For this exercise, repeat each entry exactly as written.

(SUPPLIED INFORMATION)

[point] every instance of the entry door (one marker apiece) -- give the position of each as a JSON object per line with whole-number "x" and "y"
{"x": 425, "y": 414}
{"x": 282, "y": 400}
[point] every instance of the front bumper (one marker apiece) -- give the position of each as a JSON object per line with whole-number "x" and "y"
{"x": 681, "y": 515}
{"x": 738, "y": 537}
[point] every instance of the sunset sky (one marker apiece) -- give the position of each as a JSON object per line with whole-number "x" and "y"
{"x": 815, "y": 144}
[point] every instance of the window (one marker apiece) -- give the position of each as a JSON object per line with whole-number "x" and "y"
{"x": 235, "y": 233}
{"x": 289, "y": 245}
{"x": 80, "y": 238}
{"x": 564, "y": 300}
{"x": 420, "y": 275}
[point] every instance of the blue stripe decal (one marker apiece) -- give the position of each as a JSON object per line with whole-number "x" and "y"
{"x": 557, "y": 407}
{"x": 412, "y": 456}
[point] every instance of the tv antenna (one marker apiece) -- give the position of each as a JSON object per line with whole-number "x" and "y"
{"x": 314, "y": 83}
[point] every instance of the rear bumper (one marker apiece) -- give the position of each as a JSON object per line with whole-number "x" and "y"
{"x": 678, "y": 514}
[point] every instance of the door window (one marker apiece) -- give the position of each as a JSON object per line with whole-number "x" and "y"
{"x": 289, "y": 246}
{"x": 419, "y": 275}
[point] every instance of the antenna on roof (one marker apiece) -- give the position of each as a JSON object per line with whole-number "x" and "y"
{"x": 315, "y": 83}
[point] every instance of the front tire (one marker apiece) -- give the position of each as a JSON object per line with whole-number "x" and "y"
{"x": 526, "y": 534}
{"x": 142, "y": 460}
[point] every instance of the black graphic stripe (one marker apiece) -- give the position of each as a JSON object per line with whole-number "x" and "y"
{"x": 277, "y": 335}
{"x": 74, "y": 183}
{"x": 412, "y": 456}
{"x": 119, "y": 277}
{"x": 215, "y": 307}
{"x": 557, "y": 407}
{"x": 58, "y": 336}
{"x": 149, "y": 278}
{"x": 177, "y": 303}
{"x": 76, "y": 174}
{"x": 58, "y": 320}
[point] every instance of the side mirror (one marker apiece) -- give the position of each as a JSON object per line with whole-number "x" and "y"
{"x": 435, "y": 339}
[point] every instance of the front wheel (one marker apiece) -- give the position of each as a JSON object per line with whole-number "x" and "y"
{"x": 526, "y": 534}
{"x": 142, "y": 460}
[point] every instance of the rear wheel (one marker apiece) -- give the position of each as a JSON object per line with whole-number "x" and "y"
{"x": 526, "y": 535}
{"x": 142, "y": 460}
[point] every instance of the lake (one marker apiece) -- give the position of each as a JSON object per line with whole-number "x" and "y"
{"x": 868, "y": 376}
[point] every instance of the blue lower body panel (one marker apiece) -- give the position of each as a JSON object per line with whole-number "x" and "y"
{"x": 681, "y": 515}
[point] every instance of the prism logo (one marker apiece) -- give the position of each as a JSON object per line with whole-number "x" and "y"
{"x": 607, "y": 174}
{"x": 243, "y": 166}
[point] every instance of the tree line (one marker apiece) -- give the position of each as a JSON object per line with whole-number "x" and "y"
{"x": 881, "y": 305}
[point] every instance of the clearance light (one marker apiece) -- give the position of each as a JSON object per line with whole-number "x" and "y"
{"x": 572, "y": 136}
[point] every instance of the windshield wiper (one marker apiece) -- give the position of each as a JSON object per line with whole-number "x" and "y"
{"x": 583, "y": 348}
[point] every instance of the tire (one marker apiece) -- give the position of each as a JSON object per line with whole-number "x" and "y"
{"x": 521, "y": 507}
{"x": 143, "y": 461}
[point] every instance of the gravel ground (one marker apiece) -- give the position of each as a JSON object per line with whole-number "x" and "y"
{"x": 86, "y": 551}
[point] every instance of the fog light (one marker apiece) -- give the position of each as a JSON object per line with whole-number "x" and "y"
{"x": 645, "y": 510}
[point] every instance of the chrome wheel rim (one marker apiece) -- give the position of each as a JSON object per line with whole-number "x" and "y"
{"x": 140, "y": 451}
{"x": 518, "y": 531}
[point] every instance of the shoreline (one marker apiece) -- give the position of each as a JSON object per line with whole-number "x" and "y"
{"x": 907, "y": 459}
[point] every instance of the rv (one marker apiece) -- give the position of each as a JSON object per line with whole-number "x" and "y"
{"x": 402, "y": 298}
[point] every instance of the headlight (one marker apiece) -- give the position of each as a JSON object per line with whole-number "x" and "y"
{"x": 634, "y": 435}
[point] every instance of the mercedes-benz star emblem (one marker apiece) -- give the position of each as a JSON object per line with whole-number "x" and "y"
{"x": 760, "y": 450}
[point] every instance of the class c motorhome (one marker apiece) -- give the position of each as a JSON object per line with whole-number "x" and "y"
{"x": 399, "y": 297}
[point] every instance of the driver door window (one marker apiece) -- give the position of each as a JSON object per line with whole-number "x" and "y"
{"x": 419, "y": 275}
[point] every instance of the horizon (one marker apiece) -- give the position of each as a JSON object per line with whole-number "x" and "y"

(End SUPPLIED INFORMATION)

[TASK SOLUTION]
[point] every instance of the entry door (one marker apiece) -- give the position of each as a JSON object per line with whole-number "x" and "y"
{"x": 425, "y": 414}
{"x": 282, "y": 400}
[point] every instance of the front bumper (one marker apiece) -- give the position of each as a JSON object per line with whole-number "x" and "y"
{"x": 681, "y": 515}
{"x": 738, "y": 537}
[point] every instance of the sunset sky (one marker apiece) -- give the position of each as a JSON object per line with whole-number "x" and "y"
{"x": 815, "y": 144}
[point] every instance of the window (one marker apiece) -- give the position of each as a JSON object per line with whole-number "x" and "y"
{"x": 235, "y": 233}
{"x": 289, "y": 245}
{"x": 80, "y": 238}
{"x": 564, "y": 300}
{"x": 420, "y": 275}
[point] every instance of the blue stripe decal (one marker apiece) -- give the position of each as a JSON object per line with whole-number "x" and "y"
{"x": 557, "y": 407}
{"x": 412, "y": 456}
[point] every instance of the tv antenna (one marker apiece) -- give the position of each as a JSON object per line with whole-number "x" and "y"
{"x": 314, "y": 83}
[point] every instance of the rear bumper (one marker apiece) -- give the position of each as a JSON object per line with whole-number "x" and "y"
{"x": 678, "y": 514}
[point] every instance of the door window (one marker apiece) -- give the position of each as a JSON object per line with whole-number "x" and "y"
{"x": 289, "y": 246}
{"x": 419, "y": 275}
[point] every instance of the antenna on roof (one marker apiece) -- give the position of each as a JSON object per line with whole-number "x" and "y"
{"x": 315, "y": 83}
[point] every instance of the front tire (one marker apiece) -- give the position of each as a JSON object per line with whole-number "x" and "y"
{"x": 526, "y": 534}
{"x": 142, "y": 460}
[point] every instance of the black graphic stripe (one marker apiece) -- give the position of each as a JSON object per line with whole-number "x" and "y"
{"x": 277, "y": 335}
{"x": 74, "y": 183}
{"x": 412, "y": 456}
{"x": 119, "y": 277}
{"x": 215, "y": 307}
{"x": 557, "y": 407}
{"x": 58, "y": 336}
{"x": 149, "y": 278}
{"x": 177, "y": 303}
{"x": 76, "y": 174}
{"x": 58, "y": 320}
[point] every instance of the side mirror (one marker apiece) -- give the position of each as a JSON object per line with whole-number "x" and "y"
{"x": 435, "y": 339}
[point] every instance of the front wheel (one marker apiece) -- give the position of each as a JSON object per line with whole-number "x" and "y"
{"x": 526, "y": 534}
{"x": 142, "y": 460}
[point] every instance of the rear wheel (one marker apiece) -- give the position of each as a JSON object per line with whole-number "x" and "y"
{"x": 526, "y": 535}
{"x": 142, "y": 460}
[point] every instance of the lake (one marker apiece) -- give the position of each as a JSON object per line with whole-number "x" and "y"
{"x": 868, "y": 376}
[point] every instance of the blue lower body panel (one marker apiece) -- give the position of each as a JSON object per line with whole-number "x" and "y"
{"x": 681, "y": 515}
[point] every instance of the prism logo (one marker apiece) -- give the position of each as a JSON object per line with whole-number "x" and "y"
{"x": 607, "y": 174}
{"x": 243, "y": 166}
[point] every instance of the tree line (one marker apiece) -- give the position of each as a JSON object per line with whole-number "x" and "y"
{"x": 881, "y": 305}
[point] every instance of the clearance light (one marker apiece) -- give the position of each as a JSON object per line with whole-number "x" and "y"
{"x": 572, "y": 136}
[point] every instance of the windshield wiper (one marker apiece) -- give the position of each as a JSON object per line with whole-number "x" and "y"
{"x": 583, "y": 348}
[point] every instance of the tire (one marker apiece) -- give the position of each as a JSON object per line with whole-number "x" and "y"
{"x": 521, "y": 507}
{"x": 143, "y": 461}
[point] every instance of the gravel ground (one marker apiece) -- give the position of each as a JSON object per line with whole-number "x" and "y"
{"x": 86, "y": 551}
[point] every instance of the fog light (one marker apiece) -- give the position of each as a JSON object per line with whole-number "x" and "y"
{"x": 645, "y": 510}
[point] every instance of the chrome wheel rim (one marker apiece) -- give the position of each as a JSON object per line with whole-number "x" and "y"
{"x": 140, "y": 451}
{"x": 518, "y": 531}
[point] every instance of the shoreline (one marker apiece) -- give the position of each as a JSON object per line with whole-number "x" and "y"
{"x": 907, "y": 459}
[point] every instance of the rv (one marker apiece) -- give the position of each as a JSON object per line with whole-number "x" and "y"
{"x": 402, "y": 298}
[point] every instance of the headlight (one marker apiece) -- give the position of each as a JSON object per line with whole-number "x" and "y"
{"x": 634, "y": 435}
[point] every instance of the mercedes-benz star emblem (one marker apiece) -- give the position of each as a JSON object per line with whole-number "x" and "y"
{"x": 760, "y": 450}
[point] every instance of the class c motorhome (one marker apiece) -- give the position of each as a JSON object per line with whole-number "x" and "y"
{"x": 399, "y": 297}
[point] every instance of the driver door window (one marker apiece) -- give the position of each as a JSON object per line with whole-number "x" and "y"
{"x": 419, "y": 275}
[point] every instance of the horizon (one marker apiece) -- give the position of each as a JSON object per line with whole-number "x" and "y"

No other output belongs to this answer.